===== ИСХОДНЫЙ ТЕКСТ
Неопруссачество, то есть нацизм, продолжало традиции Фридрихов и Вильгельмов, снабдив их только новой упаковкой, ибо «новое» имеет в Германии магическую силу. Если вам хотят преподнести что-нибудь в лучшем виде, — что бы это ни было, фокстрот, фасон брюк или архитектура, — вам говорят восхищенным шепотом: «Это модерн!» Против «модерна» никто не может устоять. «Модерн» в архитектуре заключался в том, что все львиные гривы и орлиные заусеницы были соструганы и вместо импозантности вычурности была утверждена импозантность «простоты». Вместо колонн с каннелюрами и волютами были поставлены бетонные столбы четырехугольного сечения, вместо куполов и карнизов были положены плоские, под линейку, перекрытия. Но суть осталась та же.

Нацистская архитектура и скульптура прежде всего эклектичны. Они нелепым образом сочетали в себе Египет, Вавилон, готику и тот безрадостный функционализм, который возник от чиновного обращения с идеями Беренса, Гропиуса и Бруно Таута. Вся эта мешанина использована только с единственной целью: подавить воображение, испугать, создать впечатление непреодолимой мощи империи и ничтожества перед нею отдельных воль. Это была пропаганда страхом и страха. Тот самый метод, который применялся и в отношении кинематографа, когда гитлеровские культурмахеры рассылали по всем государствам кинофильмы вроде «Польша в огне» с единственным назначением — устрашить колеблющихся, покорить непокорных.

Отвратительная утилитарность Треблинки есть во всей конструкции рейхсканцелярии. Она не создана, она выдумана. Это нечто вроде собачьего станка для производства экспериментов на рефлексы. Тут все предумышленно, и все с одним расчетом: вызвать рефлекс покорности.

Фасад рейхсканцелярии ничем не примечателен. Среди прочих зданий трудно даже отличить его от других. Но когда вы входите во внутренний двор, на вас обрушивается первый удар. Вы заперты. Каре бетонных стен без окон и дверей сторожит вас. Два огромных каменных часовых в стиле «Кольца Нибелунгов» охраняют дверь, в которую вам предстоит войти. Этот вход узок. Он подобен дверям в египетских храмах. Он пропускает вас с неохотой, с презрением.

Когда вы переступаете его порог, вас постигает второй удар.

Вы оказываетесь в огромном зале, или, лучше сказать, в огромном коридоре, более сотни метров длиной. Девятнадцать грандиозных окон идут по левой стороне, по правой — двери в кабинеты диктаторов. Это — перспектива. Ее линии сходятся где-то вдалеке, на противоположной двери, которая кажется совсем маленькой. Но здесь нет ни праздной праздничности версальских анфилад, ни первородной гармонии Парфенона, ни торжественной отрешенности готических базилик. Это — строй, стоящий во фронт, вдоль которого шествует начальство, сквозь который прогоняют холопов. Здесь выстраивались приглашенные. Они прижимались к стенкам, изображая собою как бы живые барельефы. Раскрывалась дверь в далекой глубине, и там появлялся человечек с усиками и начесом на лбу. Он шел один, отражаясь в зеркале паркета. Пустота отделяла его от стен. Он был частью архитектурной мистификации, которая была рассчитана на то, чтобы эту тщедушную, напыжившуюся персону выделить и преподнести как эпиграф ко всей стране, даже к истории человечества. Он проходил между рядами поднятых рук, и громадные двери его кабинета распахивались и вновь закрывались. Там стояло его кресло, похожее на трон, и его стол, похожий на саркофаг. Перед столом стоял глобус громадных размеров.
==========
_ПИСЬМЕННОЕ ЗАДАНИЕ 1_
Перепишите отрывок текста о рейхсканцелярии от слов «Отвратительная утилитарность Треблинки» до слов «постигает второй удар.» включительно, заменив «рейхсканцелярии» на «имперской канцелярии».
===== ИСХОДНЫЕ ДАННЫЕ
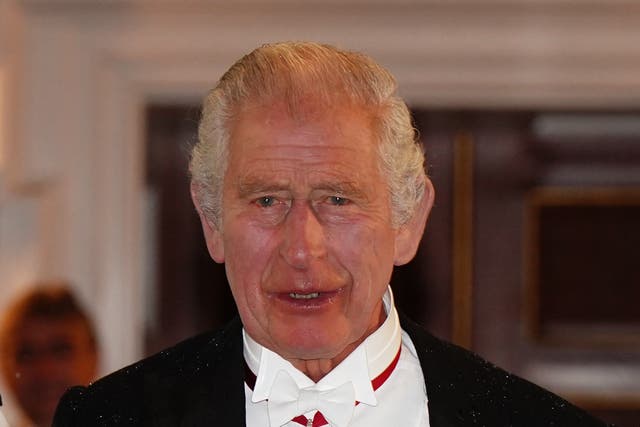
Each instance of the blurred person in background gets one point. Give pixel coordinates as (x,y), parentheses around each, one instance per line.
(47,344)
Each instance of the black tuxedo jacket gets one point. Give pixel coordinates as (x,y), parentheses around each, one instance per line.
(199,382)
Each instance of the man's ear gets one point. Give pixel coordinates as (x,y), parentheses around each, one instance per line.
(410,233)
(212,235)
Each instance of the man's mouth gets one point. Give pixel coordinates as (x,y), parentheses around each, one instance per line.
(311,295)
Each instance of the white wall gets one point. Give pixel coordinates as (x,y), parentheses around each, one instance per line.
(78,73)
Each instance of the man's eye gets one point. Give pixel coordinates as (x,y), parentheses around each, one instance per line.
(338,201)
(266,201)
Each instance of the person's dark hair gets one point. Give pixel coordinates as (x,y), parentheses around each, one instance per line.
(51,301)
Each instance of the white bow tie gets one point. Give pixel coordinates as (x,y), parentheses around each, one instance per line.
(287,401)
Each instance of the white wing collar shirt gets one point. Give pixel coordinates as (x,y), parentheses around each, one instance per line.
(379,383)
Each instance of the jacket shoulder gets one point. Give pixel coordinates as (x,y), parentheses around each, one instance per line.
(465,390)
(157,389)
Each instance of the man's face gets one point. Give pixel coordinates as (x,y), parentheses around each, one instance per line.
(306,235)
(47,357)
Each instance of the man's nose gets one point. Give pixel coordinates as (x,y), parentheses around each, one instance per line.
(303,236)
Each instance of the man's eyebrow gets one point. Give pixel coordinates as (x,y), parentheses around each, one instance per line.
(346,188)
(253,185)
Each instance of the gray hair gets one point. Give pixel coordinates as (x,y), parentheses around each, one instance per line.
(295,71)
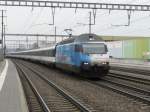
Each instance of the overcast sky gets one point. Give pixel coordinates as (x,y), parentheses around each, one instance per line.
(36,20)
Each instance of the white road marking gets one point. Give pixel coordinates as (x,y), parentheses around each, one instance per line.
(3,75)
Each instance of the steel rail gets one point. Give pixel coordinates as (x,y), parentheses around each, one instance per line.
(143,91)
(39,97)
(62,92)
(130,78)
(124,92)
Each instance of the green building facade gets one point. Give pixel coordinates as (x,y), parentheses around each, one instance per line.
(136,48)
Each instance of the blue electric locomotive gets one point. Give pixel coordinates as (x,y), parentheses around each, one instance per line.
(86,53)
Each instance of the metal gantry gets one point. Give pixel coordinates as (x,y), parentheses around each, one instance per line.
(83,5)
(36,35)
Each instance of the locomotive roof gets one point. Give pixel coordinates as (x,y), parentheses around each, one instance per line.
(34,50)
(82,38)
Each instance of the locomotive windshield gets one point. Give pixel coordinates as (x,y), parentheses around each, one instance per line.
(94,48)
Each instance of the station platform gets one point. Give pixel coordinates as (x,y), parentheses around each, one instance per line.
(129,63)
(12,98)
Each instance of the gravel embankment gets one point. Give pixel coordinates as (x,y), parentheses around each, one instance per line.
(99,98)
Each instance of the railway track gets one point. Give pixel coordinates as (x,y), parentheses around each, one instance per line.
(128,90)
(52,97)
(137,93)
(142,79)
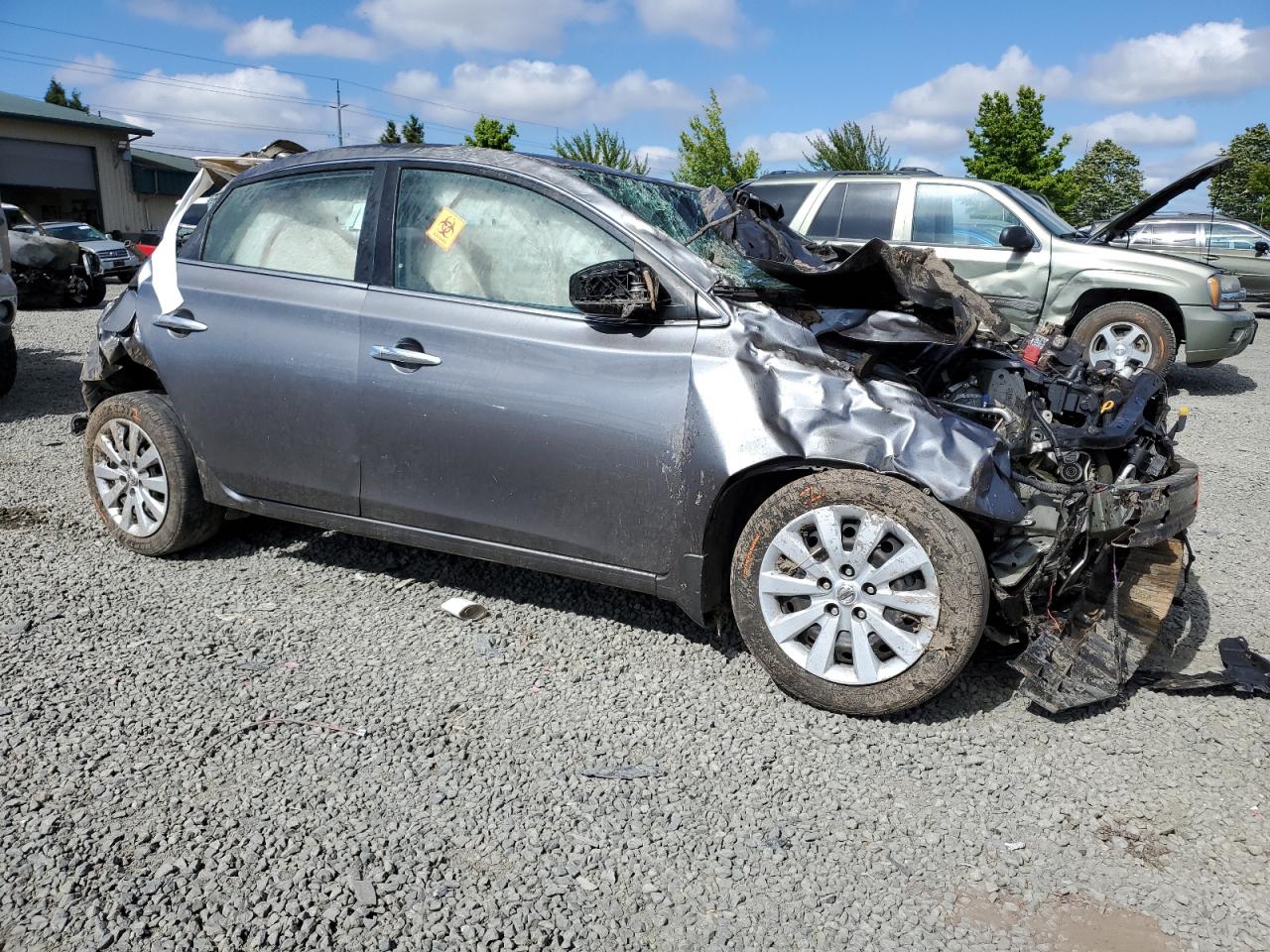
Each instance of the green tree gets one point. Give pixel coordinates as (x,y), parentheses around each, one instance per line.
(390,134)
(849,149)
(1105,181)
(603,148)
(1260,184)
(56,94)
(705,157)
(412,130)
(1011,144)
(1233,190)
(492,134)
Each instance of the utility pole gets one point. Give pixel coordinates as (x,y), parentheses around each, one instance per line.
(339,114)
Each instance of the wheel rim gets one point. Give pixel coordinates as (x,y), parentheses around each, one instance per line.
(849,595)
(130,477)
(1125,344)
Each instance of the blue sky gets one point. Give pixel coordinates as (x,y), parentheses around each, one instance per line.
(1171,80)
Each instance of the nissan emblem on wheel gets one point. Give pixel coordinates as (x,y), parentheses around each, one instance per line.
(849,452)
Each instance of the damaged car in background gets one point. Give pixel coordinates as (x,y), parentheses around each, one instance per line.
(625,380)
(49,271)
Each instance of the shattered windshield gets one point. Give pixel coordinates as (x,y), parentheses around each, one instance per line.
(676,209)
(1047,216)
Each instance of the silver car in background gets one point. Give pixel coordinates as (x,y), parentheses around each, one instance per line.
(118,259)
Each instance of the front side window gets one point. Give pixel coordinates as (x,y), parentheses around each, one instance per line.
(959,214)
(1230,238)
(492,240)
(307,223)
(1165,234)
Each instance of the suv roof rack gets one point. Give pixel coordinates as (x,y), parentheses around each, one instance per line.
(834,173)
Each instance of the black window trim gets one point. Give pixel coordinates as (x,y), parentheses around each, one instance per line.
(191,252)
(683,293)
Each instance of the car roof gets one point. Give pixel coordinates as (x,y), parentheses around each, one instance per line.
(526,163)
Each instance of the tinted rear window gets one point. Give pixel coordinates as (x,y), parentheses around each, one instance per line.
(786,194)
(870,209)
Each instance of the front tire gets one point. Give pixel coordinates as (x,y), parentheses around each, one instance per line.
(86,293)
(858,593)
(143,476)
(1130,335)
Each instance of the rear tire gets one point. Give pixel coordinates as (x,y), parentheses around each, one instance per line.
(878,658)
(8,363)
(1130,335)
(143,476)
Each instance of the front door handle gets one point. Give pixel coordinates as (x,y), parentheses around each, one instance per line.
(408,357)
(180,322)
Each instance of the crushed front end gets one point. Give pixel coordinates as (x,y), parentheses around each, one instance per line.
(1088,551)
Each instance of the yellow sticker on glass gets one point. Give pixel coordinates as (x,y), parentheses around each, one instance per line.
(444,229)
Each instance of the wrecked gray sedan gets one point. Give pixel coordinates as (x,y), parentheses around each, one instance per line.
(624,380)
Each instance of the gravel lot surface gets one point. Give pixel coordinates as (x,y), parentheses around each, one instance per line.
(278,742)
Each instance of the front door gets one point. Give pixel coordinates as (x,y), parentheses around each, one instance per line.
(262,358)
(492,408)
(964,226)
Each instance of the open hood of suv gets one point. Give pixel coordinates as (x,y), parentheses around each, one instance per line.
(1153,203)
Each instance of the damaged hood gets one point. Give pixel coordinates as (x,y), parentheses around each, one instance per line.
(1153,203)
(42,252)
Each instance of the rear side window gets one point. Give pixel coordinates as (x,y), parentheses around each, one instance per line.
(959,214)
(870,209)
(829,213)
(471,236)
(303,225)
(789,195)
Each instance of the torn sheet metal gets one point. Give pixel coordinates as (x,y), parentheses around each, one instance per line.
(1092,657)
(1242,669)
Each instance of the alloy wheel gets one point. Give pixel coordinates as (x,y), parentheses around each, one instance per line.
(130,477)
(1124,344)
(849,595)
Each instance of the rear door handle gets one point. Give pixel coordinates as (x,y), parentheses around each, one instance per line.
(181,322)
(408,357)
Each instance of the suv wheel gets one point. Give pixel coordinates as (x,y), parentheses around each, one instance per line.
(858,593)
(1132,336)
(143,477)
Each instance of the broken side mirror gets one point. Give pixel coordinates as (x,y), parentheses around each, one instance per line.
(1016,238)
(621,290)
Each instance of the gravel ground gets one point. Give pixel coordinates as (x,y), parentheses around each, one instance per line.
(432,782)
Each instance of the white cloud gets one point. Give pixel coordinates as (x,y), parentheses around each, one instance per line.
(738,90)
(191,14)
(1134,130)
(661,160)
(264,37)
(712,22)
(543,91)
(1206,59)
(506,26)
(955,91)
(781,148)
(221,105)
(921,134)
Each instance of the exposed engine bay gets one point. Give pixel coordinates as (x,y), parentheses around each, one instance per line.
(1084,570)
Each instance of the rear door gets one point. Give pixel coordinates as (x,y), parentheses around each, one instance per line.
(962,223)
(513,417)
(262,358)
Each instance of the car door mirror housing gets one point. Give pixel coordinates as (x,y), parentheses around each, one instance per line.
(622,290)
(1016,238)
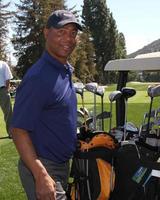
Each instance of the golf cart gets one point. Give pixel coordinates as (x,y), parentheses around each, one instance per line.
(143,62)
(126,159)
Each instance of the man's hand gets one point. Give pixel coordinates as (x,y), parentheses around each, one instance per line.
(45,188)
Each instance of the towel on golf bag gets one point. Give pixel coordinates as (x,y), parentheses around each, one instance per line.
(133,166)
(92,168)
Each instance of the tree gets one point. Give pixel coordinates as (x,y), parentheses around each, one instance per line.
(5,15)
(28,39)
(83,58)
(99,20)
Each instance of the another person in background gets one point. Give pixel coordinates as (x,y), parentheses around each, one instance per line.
(5,102)
(44,116)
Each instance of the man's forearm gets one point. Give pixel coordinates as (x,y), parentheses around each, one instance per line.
(27,152)
(7,85)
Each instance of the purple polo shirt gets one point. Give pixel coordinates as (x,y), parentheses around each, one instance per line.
(46,107)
==========
_ПИСЬМЕННОЕ ЗАДАНИЕ 2_
Подсчитайте, в скольких строках записей встречается слово «white», и укажите только число.

_РЕШЕНИЕ ЗАДАНИЯ 1_
Отвратительная утилитарность Треблинки есть во всей конструкции имперской канцелярии. Она не создана, она выдумана. Это нечто вроде собачьего станка для производства экспериментов на рефлексы. Тут все предумышленно, и все с одним расчетом: вызвать рефлекс покорности.

Фасад имперской канцелярии ничем не примечателен. Среди прочих зданий трудно даже отличить его от других. Но когда вы входите во внутренний двор, на вас обрушивается первый удар. Вы заперты. Каре бетонных стен без окон и дверей сторожит вас. Два огромных каменных часовых в стиле «Кольца Нибелунгов» охраняют дверь, в которую вам предстоит войти. Этот вход узок. Он подобен дверям в египетских храмах. Он пропускает вас с неохотой, с презрением.

Когда вы переступаете его порог, вас постигает второй удар.

_РЕШЕНИЕ ЗАДАНИЯ 2_
5